= Your instructions =
Rewrite every one of the lines below in full, changing only the point coordinates: shift each x and y value in them by -42.
[Start]
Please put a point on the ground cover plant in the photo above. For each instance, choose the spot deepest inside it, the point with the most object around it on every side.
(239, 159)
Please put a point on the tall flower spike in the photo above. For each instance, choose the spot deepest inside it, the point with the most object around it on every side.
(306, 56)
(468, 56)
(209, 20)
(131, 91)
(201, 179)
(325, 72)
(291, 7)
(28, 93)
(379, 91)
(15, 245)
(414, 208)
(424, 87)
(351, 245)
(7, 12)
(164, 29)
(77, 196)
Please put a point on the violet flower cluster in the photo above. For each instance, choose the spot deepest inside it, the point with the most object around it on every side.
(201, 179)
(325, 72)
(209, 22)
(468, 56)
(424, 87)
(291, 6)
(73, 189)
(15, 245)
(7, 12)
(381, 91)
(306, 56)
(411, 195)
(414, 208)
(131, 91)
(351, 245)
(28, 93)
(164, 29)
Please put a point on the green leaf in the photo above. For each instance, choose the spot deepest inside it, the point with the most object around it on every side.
[End]
= Task result =
Please put a point on the ground cover plant in the photo above. For each instance, choose the spot deepest inside it, the point with the most object around it on every side.
(197, 117)
Please put a point on the tall flower spike in the photo above. For each instance, choose the spot deepest inside it, the point with the most object around it on every side.
(264, 14)
(426, 14)
(167, -22)
(89, 49)
(159, 137)
(283, 30)
(249, -35)
(-14, 51)
(337, 49)
(-27, 203)
(372, 166)
(382, 45)
(309, 203)
(-35, -30)
(122, -13)
(35, 154)
Please put a point on the violet flower cluster in the photo above. For each instance, choose the spot deepest inside it, the point with the most object around it on every side.
(159, 137)
(283, 30)
(167, -20)
(426, 14)
(382, 45)
(249, -36)
(31, 147)
(-27, 203)
(-35, -30)
(339, 49)
(264, 14)
(369, 153)
(372, 166)
(89, 49)
(309, 203)
(-14, 51)
(122, -13)
Please put a point on the green leaf in the photo above. For each instance, choose the spot deepest inside it, the point with the most object around it on every side.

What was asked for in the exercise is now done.